## Problem statement:
From the first line of the data below through the line bearing "find the small round bud", reproduce each line exactly; do not include pictures.

BEGIN Excerpted data

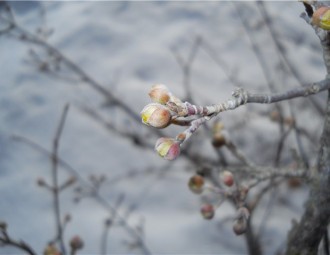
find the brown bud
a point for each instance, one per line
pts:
(218, 140)
(228, 178)
(275, 116)
(3, 226)
(289, 121)
(76, 243)
(41, 182)
(243, 191)
(196, 184)
(159, 93)
(67, 217)
(217, 127)
(240, 226)
(240, 223)
(51, 250)
(181, 137)
(207, 211)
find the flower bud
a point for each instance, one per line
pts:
(76, 243)
(3, 226)
(218, 140)
(159, 93)
(196, 183)
(51, 250)
(67, 218)
(321, 18)
(156, 115)
(207, 211)
(243, 191)
(240, 224)
(167, 148)
(41, 182)
(228, 178)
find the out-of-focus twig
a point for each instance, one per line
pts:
(6, 240)
(102, 201)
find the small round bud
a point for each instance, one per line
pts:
(196, 184)
(3, 226)
(51, 250)
(289, 121)
(76, 243)
(275, 116)
(156, 115)
(243, 191)
(240, 224)
(294, 183)
(228, 178)
(168, 148)
(321, 18)
(207, 211)
(181, 137)
(218, 140)
(41, 182)
(217, 127)
(71, 180)
(108, 222)
(159, 93)
(67, 218)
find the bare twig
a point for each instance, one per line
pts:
(56, 187)
(6, 240)
(102, 201)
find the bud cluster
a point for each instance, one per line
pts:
(218, 138)
(167, 109)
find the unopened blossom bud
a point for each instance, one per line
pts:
(218, 140)
(159, 93)
(67, 218)
(3, 226)
(240, 224)
(76, 243)
(51, 250)
(207, 211)
(243, 191)
(156, 115)
(321, 18)
(228, 178)
(168, 148)
(41, 182)
(196, 184)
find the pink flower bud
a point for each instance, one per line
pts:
(41, 182)
(228, 178)
(51, 250)
(168, 148)
(156, 115)
(159, 93)
(76, 243)
(196, 183)
(240, 224)
(207, 211)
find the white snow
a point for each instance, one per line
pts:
(127, 47)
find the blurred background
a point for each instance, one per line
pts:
(202, 51)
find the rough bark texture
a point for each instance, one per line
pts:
(305, 236)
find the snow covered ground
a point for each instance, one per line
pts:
(127, 47)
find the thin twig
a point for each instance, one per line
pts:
(56, 190)
(102, 201)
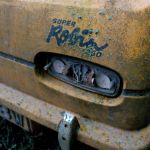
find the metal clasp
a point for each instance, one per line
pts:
(67, 131)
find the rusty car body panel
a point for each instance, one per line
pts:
(120, 35)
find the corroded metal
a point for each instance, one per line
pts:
(96, 134)
(114, 34)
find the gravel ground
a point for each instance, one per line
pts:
(15, 138)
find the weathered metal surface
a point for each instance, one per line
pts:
(114, 34)
(17, 119)
(99, 135)
(123, 25)
(123, 112)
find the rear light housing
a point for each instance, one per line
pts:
(79, 73)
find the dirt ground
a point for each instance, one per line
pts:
(15, 138)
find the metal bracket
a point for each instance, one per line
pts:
(67, 131)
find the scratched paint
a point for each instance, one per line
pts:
(75, 37)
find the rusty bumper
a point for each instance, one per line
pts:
(96, 134)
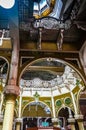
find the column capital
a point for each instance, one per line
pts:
(71, 120)
(79, 117)
(12, 89)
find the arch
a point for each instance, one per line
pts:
(54, 59)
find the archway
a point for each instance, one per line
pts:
(36, 114)
(50, 79)
(64, 115)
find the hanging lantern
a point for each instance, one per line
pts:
(36, 96)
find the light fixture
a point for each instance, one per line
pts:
(7, 4)
(3, 37)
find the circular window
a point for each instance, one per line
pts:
(58, 103)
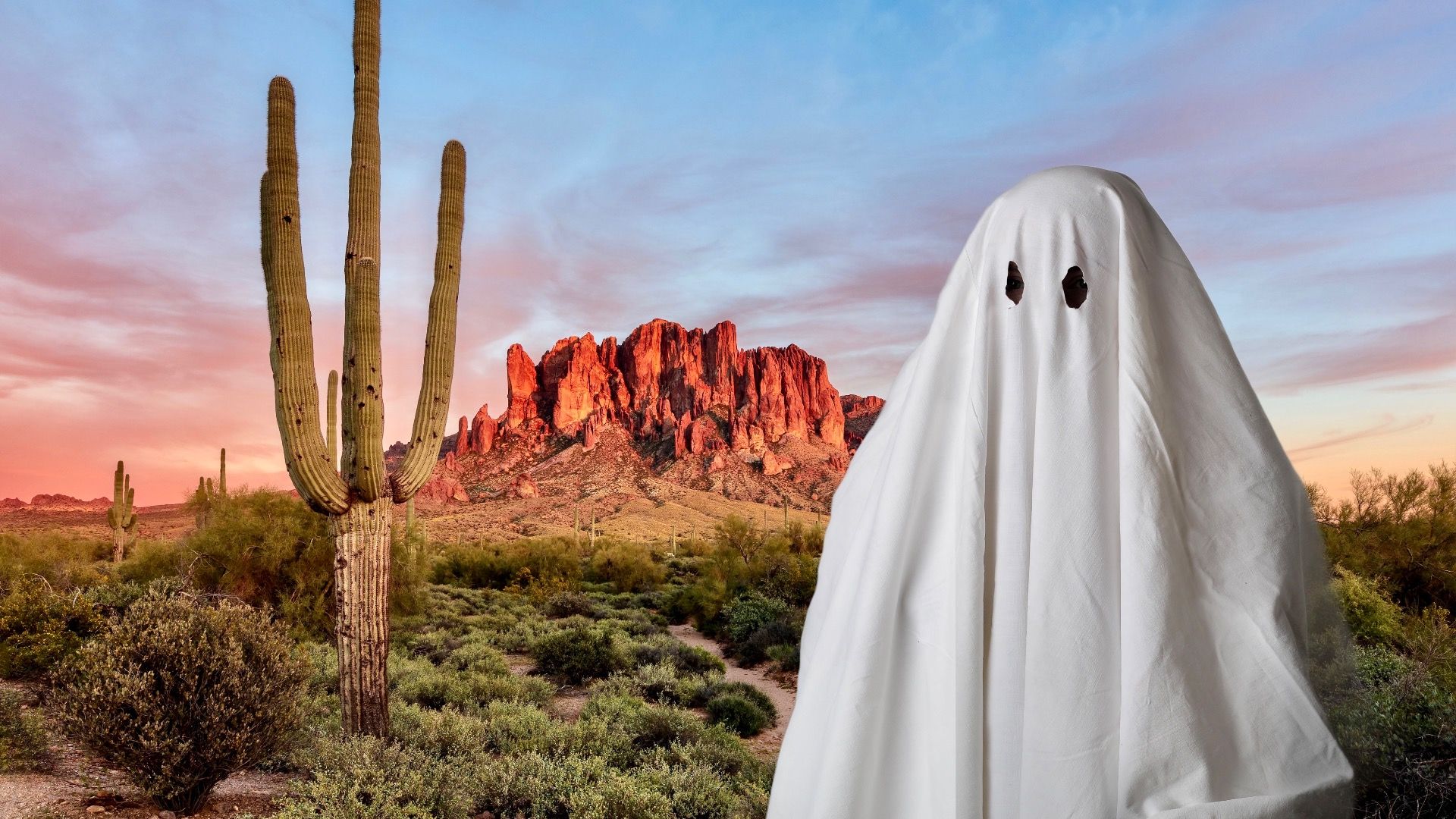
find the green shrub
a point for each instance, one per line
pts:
(750, 613)
(63, 561)
(785, 656)
(500, 566)
(1398, 727)
(686, 659)
(39, 629)
(629, 567)
(658, 682)
(270, 550)
(112, 599)
(764, 642)
(366, 777)
(180, 695)
(570, 604)
(752, 692)
(739, 713)
(1372, 615)
(24, 745)
(435, 687)
(577, 653)
(1430, 640)
(152, 560)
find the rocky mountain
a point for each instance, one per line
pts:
(53, 503)
(669, 407)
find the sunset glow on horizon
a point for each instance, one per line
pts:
(807, 172)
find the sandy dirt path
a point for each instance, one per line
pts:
(769, 741)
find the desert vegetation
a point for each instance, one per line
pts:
(541, 678)
(526, 678)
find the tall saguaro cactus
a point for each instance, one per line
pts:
(121, 519)
(334, 419)
(359, 493)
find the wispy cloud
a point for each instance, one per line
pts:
(805, 172)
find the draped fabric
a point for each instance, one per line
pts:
(1071, 569)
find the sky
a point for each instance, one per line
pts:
(808, 171)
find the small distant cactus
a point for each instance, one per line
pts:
(207, 497)
(121, 519)
(334, 419)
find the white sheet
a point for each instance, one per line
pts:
(1066, 575)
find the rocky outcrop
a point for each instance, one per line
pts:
(859, 416)
(443, 488)
(525, 487)
(475, 436)
(695, 391)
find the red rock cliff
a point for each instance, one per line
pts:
(664, 382)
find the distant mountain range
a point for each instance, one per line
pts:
(666, 409)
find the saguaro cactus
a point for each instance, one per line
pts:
(334, 420)
(121, 519)
(362, 494)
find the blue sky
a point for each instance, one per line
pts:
(808, 171)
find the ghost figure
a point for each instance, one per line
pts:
(1071, 572)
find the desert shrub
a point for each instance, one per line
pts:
(498, 727)
(628, 567)
(180, 694)
(112, 599)
(804, 538)
(570, 604)
(1398, 727)
(658, 682)
(152, 560)
(24, 745)
(761, 645)
(740, 537)
(686, 659)
(739, 714)
(498, 566)
(785, 656)
(565, 787)
(268, 548)
(750, 613)
(367, 777)
(39, 629)
(1372, 615)
(699, 792)
(747, 691)
(785, 575)
(1400, 529)
(1430, 640)
(63, 561)
(435, 687)
(577, 653)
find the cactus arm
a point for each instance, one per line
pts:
(363, 414)
(118, 490)
(440, 334)
(290, 322)
(334, 419)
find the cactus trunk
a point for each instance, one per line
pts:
(121, 519)
(348, 482)
(362, 614)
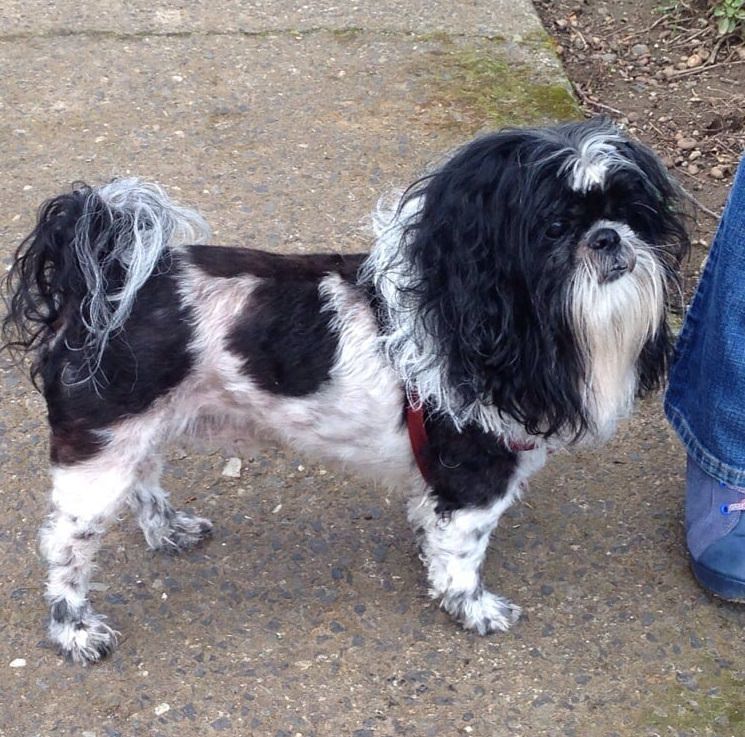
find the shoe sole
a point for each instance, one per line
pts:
(723, 587)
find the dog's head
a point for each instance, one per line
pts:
(527, 271)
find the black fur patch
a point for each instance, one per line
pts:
(284, 338)
(223, 261)
(494, 249)
(284, 335)
(142, 362)
(471, 468)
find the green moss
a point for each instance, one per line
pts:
(485, 88)
(716, 704)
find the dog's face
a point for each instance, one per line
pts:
(535, 259)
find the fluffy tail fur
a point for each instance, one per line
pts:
(91, 251)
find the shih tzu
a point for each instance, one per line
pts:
(514, 303)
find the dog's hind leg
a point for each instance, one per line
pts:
(453, 547)
(85, 497)
(165, 528)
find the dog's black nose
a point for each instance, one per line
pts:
(605, 238)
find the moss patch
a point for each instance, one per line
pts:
(484, 88)
(714, 707)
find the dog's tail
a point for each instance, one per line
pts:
(91, 251)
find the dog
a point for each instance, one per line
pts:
(514, 303)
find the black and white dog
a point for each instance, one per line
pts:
(514, 303)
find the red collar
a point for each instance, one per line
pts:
(419, 441)
(418, 434)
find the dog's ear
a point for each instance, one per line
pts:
(486, 295)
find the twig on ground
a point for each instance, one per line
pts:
(585, 99)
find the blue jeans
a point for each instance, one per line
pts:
(705, 400)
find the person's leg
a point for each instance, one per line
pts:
(705, 404)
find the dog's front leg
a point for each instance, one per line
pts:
(453, 546)
(85, 499)
(164, 527)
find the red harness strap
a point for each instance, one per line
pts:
(417, 435)
(419, 440)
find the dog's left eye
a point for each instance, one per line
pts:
(557, 228)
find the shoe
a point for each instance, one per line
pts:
(715, 533)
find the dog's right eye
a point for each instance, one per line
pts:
(557, 228)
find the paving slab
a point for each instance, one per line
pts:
(307, 614)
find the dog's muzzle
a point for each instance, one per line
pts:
(613, 257)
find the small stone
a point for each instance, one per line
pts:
(232, 468)
(694, 60)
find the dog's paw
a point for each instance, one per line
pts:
(184, 531)
(481, 611)
(85, 638)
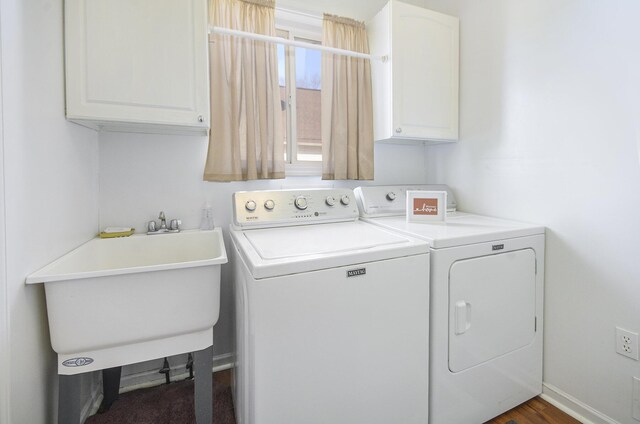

END Excerpted data

## Written reply:
find the brown bud
a point for each instance, one per line
pts:
(218, 140)
(228, 178)
(275, 116)
(3, 226)
(289, 121)
(76, 243)
(41, 182)
(243, 191)
(196, 184)
(159, 93)
(67, 217)
(217, 127)
(240, 226)
(240, 223)
(51, 250)
(181, 137)
(207, 211)
find the flower bud
a point for each instance, one per line
pts:
(76, 243)
(3, 226)
(218, 140)
(159, 93)
(196, 183)
(51, 250)
(67, 218)
(321, 18)
(156, 115)
(207, 211)
(243, 191)
(240, 224)
(167, 148)
(41, 182)
(228, 178)
find the out-of-focus twig
a point for each instance, one per line
pts:
(6, 240)
(102, 201)
find the small round bud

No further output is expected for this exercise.